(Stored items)
☆ ☆ ☆

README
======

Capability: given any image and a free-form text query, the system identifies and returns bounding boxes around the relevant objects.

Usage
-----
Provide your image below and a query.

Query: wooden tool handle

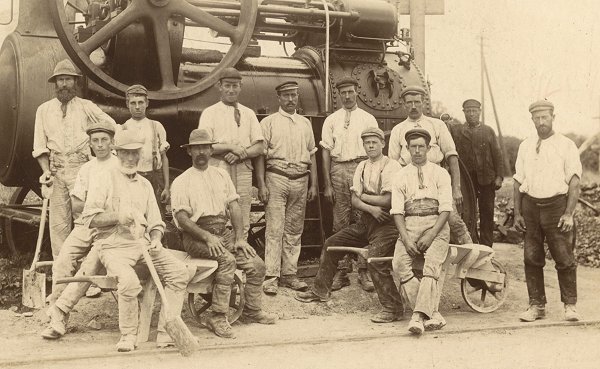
[141,247,170,315]
[29,198,49,272]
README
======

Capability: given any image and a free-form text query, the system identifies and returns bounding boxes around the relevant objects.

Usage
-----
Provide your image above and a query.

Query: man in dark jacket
[453,99,504,246]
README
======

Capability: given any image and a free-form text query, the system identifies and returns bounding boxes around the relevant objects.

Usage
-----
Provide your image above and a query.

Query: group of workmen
[35,58,582,351]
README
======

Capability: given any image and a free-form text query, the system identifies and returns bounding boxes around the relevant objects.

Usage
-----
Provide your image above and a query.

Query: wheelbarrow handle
[367,256,393,264]
[326,246,369,259]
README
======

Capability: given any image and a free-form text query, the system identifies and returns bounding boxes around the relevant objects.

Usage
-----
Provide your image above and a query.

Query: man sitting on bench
[50,129,190,352]
[170,129,277,339]
[295,127,404,323]
[391,128,452,335]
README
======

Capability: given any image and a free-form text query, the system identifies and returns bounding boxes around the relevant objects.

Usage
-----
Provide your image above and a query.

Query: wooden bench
[55,249,245,343]
[327,243,508,313]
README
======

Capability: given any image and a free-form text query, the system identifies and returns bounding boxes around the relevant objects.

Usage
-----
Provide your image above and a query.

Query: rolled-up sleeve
[388,126,401,161]
[80,176,110,228]
[223,170,241,204]
[306,121,317,155]
[381,160,401,194]
[157,123,170,153]
[564,140,583,182]
[438,122,459,159]
[170,177,193,229]
[32,105,50,158]
[198,108,215,139]
[350,161,365,196]
[249,112,265,145]
[260,117,272,156]
[437,169,453,213]
[390,177,406,215]
[319,117,335,151]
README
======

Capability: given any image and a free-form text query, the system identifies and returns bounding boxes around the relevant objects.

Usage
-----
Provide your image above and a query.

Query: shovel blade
[22,269,47,309]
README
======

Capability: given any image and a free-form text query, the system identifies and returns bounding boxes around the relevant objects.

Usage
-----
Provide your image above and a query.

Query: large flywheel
[48,0,258,100]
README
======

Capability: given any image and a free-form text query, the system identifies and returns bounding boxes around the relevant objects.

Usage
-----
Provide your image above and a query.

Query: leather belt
[195,215,229,236]
[404,210,439,217]
[266,167,309,180]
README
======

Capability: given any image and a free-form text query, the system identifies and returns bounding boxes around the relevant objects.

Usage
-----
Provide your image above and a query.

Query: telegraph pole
[480,34,485,123]
[409,0,426,73]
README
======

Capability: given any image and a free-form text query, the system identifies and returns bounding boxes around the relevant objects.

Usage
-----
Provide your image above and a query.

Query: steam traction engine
[0,0,477,257]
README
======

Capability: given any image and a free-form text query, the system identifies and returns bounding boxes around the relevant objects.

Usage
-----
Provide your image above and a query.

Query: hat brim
[48,72,82,83]
[113,143,144,150]
[180,140,218,148]
[361,133,384,140]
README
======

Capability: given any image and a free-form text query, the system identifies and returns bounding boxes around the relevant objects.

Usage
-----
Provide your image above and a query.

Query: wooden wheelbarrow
[328,243,509,313]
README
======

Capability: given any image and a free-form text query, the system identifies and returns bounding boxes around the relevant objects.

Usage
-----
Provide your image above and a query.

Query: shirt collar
[343,104,358,113]
[278,107,297,119]
[408,115,424,125]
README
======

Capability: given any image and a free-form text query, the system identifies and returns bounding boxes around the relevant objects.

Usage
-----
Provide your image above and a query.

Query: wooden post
[409,0,426,73]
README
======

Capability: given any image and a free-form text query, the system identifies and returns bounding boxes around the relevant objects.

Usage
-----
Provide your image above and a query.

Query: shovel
[141,246,199,356]
[22,196,49,309]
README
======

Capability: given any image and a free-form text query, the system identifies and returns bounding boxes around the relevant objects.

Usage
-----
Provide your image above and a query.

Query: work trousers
[264,171,308,278]
[522,194,577,305]
[48,165,81,258]
[182,229,265,314]
[392,215,450,319]
[98,241,189,336]
[448,201,472,245]
[54,246,104,314]
[472,180,496,247]
[311,214,403,314]
[50,225,95,303]
[330,161,366,269]
[211,159,253,241]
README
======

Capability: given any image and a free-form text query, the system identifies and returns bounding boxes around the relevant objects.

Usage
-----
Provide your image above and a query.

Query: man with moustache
[198,68,265,241]
[320,77,379,292]
[453,99,504,246]
[257,81,318,295]
[42,119,119,339]
[121,84,171,217]
[77,129,189,352]
[171,129,277,339]
[388,86,472,245]
[33,59,116,258]
[513,100,582,322]
[391,128,452,335]
[296,127,404,323]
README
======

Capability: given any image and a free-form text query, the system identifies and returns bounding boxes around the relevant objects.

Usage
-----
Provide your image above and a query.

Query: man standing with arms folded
[257,81,318,295]
[295,127,404,322]
[320,77,379,292]
[514,100,582,322]
[33,59,116,258]
[388,86,472,245]
[453,99,504,247]
[198,67,265,241]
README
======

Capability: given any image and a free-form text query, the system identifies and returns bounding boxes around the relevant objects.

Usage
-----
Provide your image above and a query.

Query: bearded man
[32,59,116,258]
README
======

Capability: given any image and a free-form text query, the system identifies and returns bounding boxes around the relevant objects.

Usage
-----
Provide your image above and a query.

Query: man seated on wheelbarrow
[47,129,190,352]
[170,129,277,339]
[295,127,404,323]
[391,128,452,335]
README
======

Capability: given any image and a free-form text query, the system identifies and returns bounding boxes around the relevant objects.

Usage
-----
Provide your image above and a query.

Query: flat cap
[112,129,145,150]
[220,67,242,81]
[275,81,299,93]
[462,99,481,109]
[48,59,81,83]
[335,76,358,89]
[361,127,385,141]
[181,129,218,147]
[528,100,554,113]
[126,84,148,96]
[86,119,116,136]
[405,127,431,145]
[400,85,427,99]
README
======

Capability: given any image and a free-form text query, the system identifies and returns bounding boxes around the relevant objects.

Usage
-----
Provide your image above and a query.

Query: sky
[2,0,600,139]
[415,0,600,139]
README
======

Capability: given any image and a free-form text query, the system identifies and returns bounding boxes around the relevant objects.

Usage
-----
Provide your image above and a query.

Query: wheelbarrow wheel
[460,259,509,313]
[187,273,245,326]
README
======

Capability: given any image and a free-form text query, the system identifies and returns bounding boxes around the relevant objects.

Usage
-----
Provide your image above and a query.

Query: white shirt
[171,166,240,228]
[388,115,458,166]
[121,118,170,172]
[391,161,453,215]
[513,133,582,198]
[351,156,401,196]
[319,107,379,161]
[71,155,119,223]
[261,108,317,167]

☆ ☆ ☆

■ WORK INSTRUCTIONS
Copy the records above exactly, leaving out every picture.

■ SOLUTION TO THIS TASK
README
======

Capability: given any image and a free-form text query, the system identifies and returns bounding boxes around the relevant objects.

Usage
-----
Provide your image below and a query.

Query: wooden tool handle

[141,247,170,315]
[29,198,49,272]
README
======

Capability: given any image and a free-form text query, the system identifies and returns bounding boxes around the relevant objects.

Usage
-----
Provide your image above and a query.

Query: man in dark jacket
[453,99,504,246]
README
======

Capability: given any image and a free-form text query, the system identifies and returns bounding boxes around the relevant objects.

Usage
-----
Provide your image above and a query.

Query: group of workmen
[35,58,582,351]
README
======

Capability: given any image and a free-form text query, the system identifies and returns bounding boxes around the relevant objects.

Usage
-----
Provide your image above and a query.

Query: wheelbarrow handle
[367,256,393,264]
[326,246,369,259]
README
======

Capability: given any image and a free-form text query, the system identifies and returns bounding boxes around the relevant objects.

Usage
-----
Provide your image above and a query.

Query: man sitting on bench
[50,129,190,352]
[170,129,277,339]
[295,127,404,323]
[391,128,452,335]
README
======

Capability: given any image and a free-form text query, the system identifies and returns bounding boxes around the relevant objects.

Usage
-----
Provide your image above and a query.

Query: wooden bench
[55,249,245,343]
[327,243,508,313]
README
======

Capability: given any image and a free-form text query, the system identifies and returns bounding boxes around the relevant objects.

Usage
-----
Provide your image above and a query.

Query: rolled-up sleeve
[388,126,401,161]
[80,176,110,228]
[223,170,241,204]
[306,121,317,155]
[381,160,401,194]
[157,123,170,153]
[564,140,583,182]
[438,122,459,159]
[170,177,193,229]
[32,105,50,158]
[198,108,215,139]
[350,161,365,196]
[249,112,265,145]
[260,117,272,156]
[437,169,453,213]
[390,177,406,215]
[319,117,335,151]
README
======

Capability: given any image and a free-form text query, the system identifies and returns bounding boxes around the relevant objects.

Usage
-----
Provide your image above and a query.

Query: shovel blade
[22,269,47,309]
README
======

Capability: given any image and a free-form text query, the system identifies and returns bounding boxes around the relevant objects.

Usage
-----
Provide your image above and a query.

Query: large flywheel
[48,0,258,100]
README
======

Capability: given any image and a free-form text query, the system identifies and returns bounding boxes around the relevant objects.

Usage
-----
Provide your image above and a query.

Query: leather belt
[195,215,229,236]
[404,210,439,217]
[266,167,309,180]
README
======

Capability: given any image and a free-form text query, the system identifies and returns bounding boxes around the relevant objects.

Usage
-----
Provide your image above and a query.

Query: telegraph pole
[480,34,485,123]
[409,0,426,73]
README
======

Capability: given any image and a free-form text query, the system identifies and returns bounding boxes around the relevant objects.

Usage
-----
Provide your image above and a query.

Query: steam traction engine
[0,0,477,257]
README
======

Capability: given any image and a free-form text query, the system identifies and returns bounding boxes around the relevant objects.

Usage
-----
Provide your image above and a query.

Query: hat brim
[48,72,82,83]
[113,143,144,150]
[180,140,218,148]
[361,133,384,140]
README
======

Capability: given any image and a free-form text query, the system identifies and returns bounding boxes around the relevant objects.

Usage
-----
Provide your image above and a query.

Query: wooden wheelbarrow
[328,243,509,313]
README
======

Capability: given any image and a free-form text query, the system identifies and returns bounding boxes around the relevant objects.

Usage
-----
Provide your image above and a query.

Query: shirt collar
[343,104,358,113]
[278,107,297,119]
[408,115,424,125]
README
======

Capability: given any image and a free-form text query, the system identifies and returns bounding boxes around the relevant objects.

Usage
-----
Provide your image above and a query.

Query: wooden post
[409,0,426,73]
README
======

Capability: given any image and a free-form text query, the system identifies and returns bounding boxes around the relevant objects.

Usage
-----
Provide your image above and a query.

Query: shovel
[141,246,199,356]
[22,196,49,309]
README
======

Capability: given any image and a free-form text query, the system identifies and returns bounding boxes around the relevant objects.

Usage
-----
Provide your image above and a query.

Query: work trousers
[264,171,308,278]
[522,194,577,305]
[48,165,81,258]
[182,229,265,314]
[392,215,450,319]
[98,241,189,336]
[448,201,472,245]
[54,246,104,314]
[472,180,496,247]
[311,214,403,314]
[50,225,95,303]
[330,161,366,269]
[211,159,253,241]
README
======

Capability: given any image and a free-form text query, the system identifies and returns bounding boxes around the relevant objects.

Usage
-----
Provide your image above and a query.

Query: man with moustache
[198,68,265,241]
[320,77,379,292]
[453,99,504,246]
[257,81,318,295]
[42,119,119,339]
[121,84,171,217]
[77,129,189,352]
[171,129,277,339]
[388,86,472,245]
[33,59,116,258]
[513,100,582,322]
[391,128,452,335]
[296,127,404,323]
README
======

Capability: given any image and a free-form text query, the system identifies and returns bounding boxes around the relevant objects.

Usage
-----
Provide your image above and a query.

Query: man standing with arms folded
[257,81,318,295]
[295,127,404,322]
[320,77,379,292]
[514,100,582,322]
[33,59,116,258]
[388,86,472,245]
[453,99,504,247]
[198,67,265,241]
README
======

Capability: given any image and a free-form text query, the system identifies and returns bounding boxes around the relevant objects.

Usage
-----
Provide your image above and a query.

Query: bearded man
[32,59,116,258]
README
======

Capability: given any image and a free-form text query, the system identifies and returns bounding boxes around the relevant objects.

Usage
-----
Provide your image above and a query.

Query: man seated on wheelbarrow
[47,129,190,352]
[170,129,277,339]
[295,127,404,323]
[391,128,452,335]
README
======

Capability: given any image and a free-form text query, the system identifies and returns bounding boxes around the relevant objects.

Usage
-----
Provide your image above and a query.

Query: flat cap
[112,129,145,150]
[220,67,242,81]
[275,81,299,93]
[462,99,481,109]
[48,59,81,83]
[335,76,358,89]
[361,127,385,141]
[181,129,218,147]
[528,100,554,113]
[126,84,148,96]
[86,119,116,136]
[405,127,431,145]
[400,85,427,99]
README
======

Capability: given any image and a free-form text query, the system identifies and returns bounding boxes around the relevant objects.

Usage
-----
Provide your image above and a query.

Query: sky
[2,0,600,139]
[415,0,600,139]
README
======

Capability: given any image and a free-form text query, the system identifies and returns bounding boxes around the relevant objects.

Usage
-----
Provide your image above and a query.

Query: wheelbarrow wheel
[460,259,509,313]
[187,273,245,326]
README
======

Capability: given any image and a free-form text query, the system identifies and returns bounding boxes around the relevant objects.

Usage
-----
Provide your image above and a query.

Query: white shirt
[171,166,240,228]
[388,115,458,166]
[121,118,170,172]
[391,161,453,215]
[513,133,582,198]
[351,156,401,196]
[319,107,379,161]
[71,155,119,223]
[261,108,317,167]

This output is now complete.